— WHAT IS ASKED —
Return every line of the entries below unchanged, character for character.

======== SUPPLIED DATA ========

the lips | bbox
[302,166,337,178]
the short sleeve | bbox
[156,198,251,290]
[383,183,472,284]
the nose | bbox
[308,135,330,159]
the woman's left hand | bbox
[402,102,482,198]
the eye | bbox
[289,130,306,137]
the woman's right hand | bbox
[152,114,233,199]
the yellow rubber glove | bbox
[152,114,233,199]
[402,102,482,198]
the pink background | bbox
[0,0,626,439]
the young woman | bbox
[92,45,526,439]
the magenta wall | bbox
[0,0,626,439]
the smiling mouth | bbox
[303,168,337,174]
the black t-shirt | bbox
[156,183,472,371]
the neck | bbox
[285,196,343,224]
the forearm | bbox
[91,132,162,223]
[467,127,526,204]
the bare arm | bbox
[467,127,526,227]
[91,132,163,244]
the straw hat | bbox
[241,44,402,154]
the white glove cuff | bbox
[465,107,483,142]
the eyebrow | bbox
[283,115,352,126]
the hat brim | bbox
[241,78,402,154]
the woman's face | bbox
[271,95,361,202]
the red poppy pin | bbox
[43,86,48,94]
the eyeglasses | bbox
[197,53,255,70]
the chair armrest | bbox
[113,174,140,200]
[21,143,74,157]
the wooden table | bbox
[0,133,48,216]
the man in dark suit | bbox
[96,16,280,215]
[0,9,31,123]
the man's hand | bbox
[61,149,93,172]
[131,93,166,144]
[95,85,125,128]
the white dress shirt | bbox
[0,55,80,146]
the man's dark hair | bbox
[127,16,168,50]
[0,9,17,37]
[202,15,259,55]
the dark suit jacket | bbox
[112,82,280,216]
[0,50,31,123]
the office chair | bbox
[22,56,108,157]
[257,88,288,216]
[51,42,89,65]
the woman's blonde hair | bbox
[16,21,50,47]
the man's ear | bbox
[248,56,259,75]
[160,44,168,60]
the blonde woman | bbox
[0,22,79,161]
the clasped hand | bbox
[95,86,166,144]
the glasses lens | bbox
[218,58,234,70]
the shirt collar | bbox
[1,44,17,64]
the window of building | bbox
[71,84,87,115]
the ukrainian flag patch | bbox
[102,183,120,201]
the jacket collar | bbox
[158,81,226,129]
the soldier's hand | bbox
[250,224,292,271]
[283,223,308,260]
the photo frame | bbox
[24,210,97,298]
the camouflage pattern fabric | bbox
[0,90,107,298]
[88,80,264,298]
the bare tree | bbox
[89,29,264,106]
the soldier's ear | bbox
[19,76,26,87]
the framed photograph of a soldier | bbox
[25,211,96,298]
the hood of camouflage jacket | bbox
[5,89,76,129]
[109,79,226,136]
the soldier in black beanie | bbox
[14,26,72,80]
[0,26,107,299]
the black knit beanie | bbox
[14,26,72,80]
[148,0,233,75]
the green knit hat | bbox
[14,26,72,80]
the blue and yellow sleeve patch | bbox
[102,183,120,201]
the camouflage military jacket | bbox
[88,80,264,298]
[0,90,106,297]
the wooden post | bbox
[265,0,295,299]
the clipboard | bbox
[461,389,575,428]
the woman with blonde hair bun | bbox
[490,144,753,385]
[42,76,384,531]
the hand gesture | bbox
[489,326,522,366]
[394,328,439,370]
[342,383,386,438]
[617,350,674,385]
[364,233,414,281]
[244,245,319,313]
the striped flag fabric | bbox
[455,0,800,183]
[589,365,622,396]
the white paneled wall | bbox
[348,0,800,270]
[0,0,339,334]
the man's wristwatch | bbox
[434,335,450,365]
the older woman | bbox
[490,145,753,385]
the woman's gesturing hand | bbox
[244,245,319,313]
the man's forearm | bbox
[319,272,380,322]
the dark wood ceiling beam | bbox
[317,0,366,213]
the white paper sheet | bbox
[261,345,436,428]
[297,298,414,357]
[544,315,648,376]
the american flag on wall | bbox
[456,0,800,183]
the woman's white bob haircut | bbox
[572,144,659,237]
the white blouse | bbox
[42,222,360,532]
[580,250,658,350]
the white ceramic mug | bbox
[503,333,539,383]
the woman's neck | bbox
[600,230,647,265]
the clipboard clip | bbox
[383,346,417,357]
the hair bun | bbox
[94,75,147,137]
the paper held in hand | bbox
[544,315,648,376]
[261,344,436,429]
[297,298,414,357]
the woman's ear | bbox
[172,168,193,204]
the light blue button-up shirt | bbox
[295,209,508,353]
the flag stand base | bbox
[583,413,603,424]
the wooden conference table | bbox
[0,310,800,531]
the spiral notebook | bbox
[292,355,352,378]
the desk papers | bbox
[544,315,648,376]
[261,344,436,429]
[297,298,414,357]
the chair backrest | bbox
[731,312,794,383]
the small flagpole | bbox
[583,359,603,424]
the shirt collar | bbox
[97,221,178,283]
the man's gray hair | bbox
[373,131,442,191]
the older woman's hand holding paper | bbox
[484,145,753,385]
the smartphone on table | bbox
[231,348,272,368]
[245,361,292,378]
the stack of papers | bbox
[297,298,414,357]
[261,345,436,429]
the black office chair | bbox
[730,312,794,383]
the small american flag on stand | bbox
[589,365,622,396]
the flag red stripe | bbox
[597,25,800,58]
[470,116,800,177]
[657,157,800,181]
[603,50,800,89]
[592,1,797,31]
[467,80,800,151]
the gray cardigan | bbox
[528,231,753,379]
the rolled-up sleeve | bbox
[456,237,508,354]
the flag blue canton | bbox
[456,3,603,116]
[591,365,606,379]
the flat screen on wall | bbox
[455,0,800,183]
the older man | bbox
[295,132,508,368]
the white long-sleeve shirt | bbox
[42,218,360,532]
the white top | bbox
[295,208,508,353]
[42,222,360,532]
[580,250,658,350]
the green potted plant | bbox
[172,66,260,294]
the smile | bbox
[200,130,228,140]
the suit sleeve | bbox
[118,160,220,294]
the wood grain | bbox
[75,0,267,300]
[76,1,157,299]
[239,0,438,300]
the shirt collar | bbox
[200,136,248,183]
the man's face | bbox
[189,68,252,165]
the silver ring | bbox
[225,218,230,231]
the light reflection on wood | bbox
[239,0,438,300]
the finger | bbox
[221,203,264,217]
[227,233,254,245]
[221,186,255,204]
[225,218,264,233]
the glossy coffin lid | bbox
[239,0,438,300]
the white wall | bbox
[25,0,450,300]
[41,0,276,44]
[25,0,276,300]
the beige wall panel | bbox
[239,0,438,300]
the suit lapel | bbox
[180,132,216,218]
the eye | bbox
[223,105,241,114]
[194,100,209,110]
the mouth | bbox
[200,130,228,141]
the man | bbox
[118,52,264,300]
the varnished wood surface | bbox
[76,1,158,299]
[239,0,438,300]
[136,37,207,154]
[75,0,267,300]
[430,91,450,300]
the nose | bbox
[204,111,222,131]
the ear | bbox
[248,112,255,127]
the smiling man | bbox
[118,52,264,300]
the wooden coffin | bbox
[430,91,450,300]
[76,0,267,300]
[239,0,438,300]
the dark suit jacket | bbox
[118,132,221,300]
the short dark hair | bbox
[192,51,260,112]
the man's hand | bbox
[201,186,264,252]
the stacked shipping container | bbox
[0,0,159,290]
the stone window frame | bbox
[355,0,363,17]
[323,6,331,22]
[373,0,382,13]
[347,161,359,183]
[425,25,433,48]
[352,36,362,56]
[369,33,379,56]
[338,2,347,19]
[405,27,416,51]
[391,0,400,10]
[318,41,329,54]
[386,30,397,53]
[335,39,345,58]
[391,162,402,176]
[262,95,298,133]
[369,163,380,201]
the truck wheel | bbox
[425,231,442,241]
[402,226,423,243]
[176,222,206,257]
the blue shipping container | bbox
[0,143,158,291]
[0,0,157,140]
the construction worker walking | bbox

========

— EXERCISE RESULT —
the lips | bbox
[302,166,337,178]
the short sleeve | bbox
[156,198,251,290]
[383,183,472,284]
the nose | bbox
[308,135,330,159]
the woman's left hand | bbox
[402,102,482,198]
the eye | bbox
[289,130,306,137]
the woman's right hand | bbox
[152,114,233,199]
the yellow rubber glove | bbox
[152,114,233,199]
[402,102,482,198]
the pink background | bbox
[0,0,626,439]
the young woman | bbox
[92,45,526,439]
the magenta wall | bbox
[0,0,626,439]
the smiling mouth | bbox
[303,168,337,174]
the black t-shirt | bbox
[156,183,472,371]
the neck | bbox
[285,196,343,224]
the forearm | bbox
[91,132,162,223]
[467,127,526,204]
the bare arm | bbox
[467,127,526,227]
[91,132,163,244]
the straw hat | bbox
[241,44,402,154]
the white glove cuff | bbox
[465,107,483,142]
the eyebrow | bbox
[283,115,352,126]
the hat brim | bbox
[241,78,402,154]
the woman's face | bbox
[271,95,361,202]
the red poppy pin | bbox
[43,86,48,94]
the eyeglasses | bbox
[197,53,255,70]
the chair armrest | bbox
[113,174,140,200]
[21,143,74,157]
the wooden table | bbox
[0,133,48,216]
the man in dark suit | bbox
[96,16,280,215]
[0,9,31,123]
the man's hand | bbox
[61,149,93,172]
[131,93,166,144]
[95,85,125,128]
the white dress shirt | bbox
[0,55,80,146]
the man's dark hair | bbox
[127,16,168,50]
[0,9,17,37]
[202,15,259,55]
the dark suit jacket | bbox
[112,82,280,216]
[0,50,31,123]
the office chair | bbox
[22,56,108,157]
[257,88,288,216]
[51,42,89,65]
the woman's blonde hair | bbox
[16,21,50,47]
the man's ear | bbox
[248,56,259,75]
[160,44,168,60]
the blonde woman | bbox
[0,22,79,161]
the clasped hand | bbox
[95,86,166,144]
the glasses lens | bbox
[218,58,234,70]
the shirt collar | bbox
[1,44,17,64]
the window of building | bbox
[71,84,87,115]
the ukrainian flag patch | bbox
[102,183,120,201]
the jacket collar | bbox
[158,81,226,129]
the soldier's hand | bbox
[250,224,292,271]
[283,223,308,260]
the photo frame | bbox
[24,210,97,298]
the camouflage pattern fabric | bbox
[0,90,107,298]
[88,80,264,298]
the bare tree | bbox
[89,29,264,106]
the soldier's ear | bbox
[19,76,26,87]
the framed photograph of a soldier | bbox
[25,211,96,298]
the hood of camouflage jacket | bbox
[5,89,76,129]
[109,79,226,136]
the soldier in black beanie | bbox
[14,26,72,80]
[0,26,107,299]
the black knit beanie | bbox
[14,26,72,80]
[148,0,233,75]
the green knit hat | bbox
[14,26,72,80]
the blue and yellow sleeve patch | bbox
[102,183,120,201]
the camouflage military jacket | bbox
[88,80,264,298]
[0,90,106,297]
the wooden post | bbox
[265,0,295,299]
the clipboard | bbox
[461,389,575,428]
the woman with blonde hair bun | bbox
[490,144,753,385]
[42,76,384,531]
the hand gesture | bbox
[489,326,522,366]
[394,328,439,370]
[342,383,386,438]
[617,350,674,385]
[364,233,414,281]
[244,245,319,313]
the striped flag fabric | bbox
[455,0,800,183]
[589,365,622,396]
the white paneled wall | bbox
[348,0,800,270]
[0,0,339,334]
the man's wristwatch | bbox
[434,335,450,365]
the older woman | bbox
[490,145,753,385]
the woman's gesturing hand | bbox
[244,245,319,313]
the man's forearm | bbox
[319,272,380,322]
the dark wood ceiling beam | bbox
[317,0,366,213]
the white paper sheet | bbox
[261,345,436,428]
[297,298,414,357]
[544,315,648,376]
the american flag on wall | bbox
[456,0,800,183]
the woman's white bob haircut | bbox
[572,144,659,237]
the white blouse | bbox
[42,222,360,532]
[580,250,658,350]
the white ceramic mug | bbox
[503,333,539,383]
the woman's neck | bbox
[600,230,647,265]
the clipboard clip | bbox
[383,346,417,357]
the hair bun | bbox
[94,75,147,137]
the paper held in hand | bbox
[544,315,648,376]
[261,344,436,429]
[297,298,414,357]
the woman's ear | bbox
[172,168,193,204]
the light blue button-up shirt | bbox
[295,209,508,353]
the flag stand base | bbox
[583,413,603,424]
the wooden conference table | bbox
[0,310,800,531]
the spiral notebook | bbox
[292,355,352,378]
the desk papers | bbox
[544,315,648,376]
[261,344,436,429]
[297,298,414,357]
the chair backrest | bbox
[731,312,794,383]
the small flagpole | bbox
[583,359,603,424]
the shirt collar | bbox
[97,221,178,283]
the man's gray hair | bbox
[373,131,442,191]
the older woman's hand holding paper | bbox
[484,145,753,385]
the smartphone on table | bbox
[231,348,272,368]
[245,361,292,378]
the stack of papers | bbox
[297,298,414,357]
[261,345,436,429]
the black office chair | bbox
[730,312,794,383]
the small american flag on stand | bbox
[589,365,622,396]
the flag red stripe | bbox
[597,25,800,58]
[470,116,800,177]
[657,157,800,181]
[603,50,800,89]
[592,1,797,31]
[467,80,800,151]
the gray cardigan | bbox
[528,231,753,379]
the rolled-up sleeve | bbox
[456,237,508,354]
the flag blue canton | bbox
[456,3,603,116]
[591,365,606,379]
the flat screen on wall | bbox
[455,0,800,183]
the older man | bbox
[295,132,508,368]
the white long-sleeve shirt | bbox
[42,218,360,532]
the white top | bbox
[295,208,508,353]
[42,222,360,532]
[580,250,658,350]
the green potted plant | bbox
[172,66,260,294]
the smile | bbox
[200,130,228,140]
the suit sleeve | bbox
[118,160,220,294]
the wood grain | bbox
[75,0,267,300]
[76,1,157,299]
[239,0,438,300]
the shirt collar | bbox
[200,136,248,183]
the man's face | bbox
[189,68,252,165]
the silver ring | bbox
[225,218,230,231]
the light reflection on wood | bbox
[239,0,438,300]
the finger | bbox
[221,203,264,217]
[227,233,254,245]
[221,186,255,204]
[225,218,264,233]
the glossy coffin lid | bbox
[239,0,438,300]
the white wall | bbox
[25,0,450,300]
[41,0,276,44]
[25,0,276,300]
the beige wall panel | bbox
[239,0,438,300]
the suit lapel | bbox
[180,132,216,218]
the eye | bbox
[223,105,241,114]
[194,100,209,110]
the mouth | bbox
[200,130,228,141]
the man | bbox
[118,52,264,300]
the varnished wood surface | bbox
[76,1,158,299]
[239,0,438,300]
[136,37,207,154]
[75,0,267,300]
[430,91,450,300]
the nose | bbox
[204,111,222,131]
the ear | bbox
[248,112,255,127]
the smiling man | bbox
[118,52,264,300]
the wooden coffin | bbox
[430,91,450,300]
[76,0,267,300]
[239,0,438,300]
the dark suit jacket | bbox
[118,132,221,300]
the short dark hair | bbox
[192,51,260,112]
the man's hand | bbox
[201,186,264,252]
the stacked shipping container | bbox
[0,0,159,290]
the stone window frame | bbox
[355,0,363,17]
[323,6,331,22]
[373,0,382,13]
[347,161,359,183]
[425,25,433,48]
[352,36,362,56]
[369,33,379,56]
[338,2,347,19]
[405,27,416,51]
[391,0,400,10]
[318,41,329,54]
[386,30,397,53]
[335,39,345,58]
[391,162,402,176]
[262,95,298,133]
[369,163,380,201]
the truck wheel | bbox
[425,231,442,241]
[402,226,423,243]
[176,222,206,257]
the blue shipping container | bbox
[0,143,158,291]
[0,0,157,140]
the construction worker walking | bbox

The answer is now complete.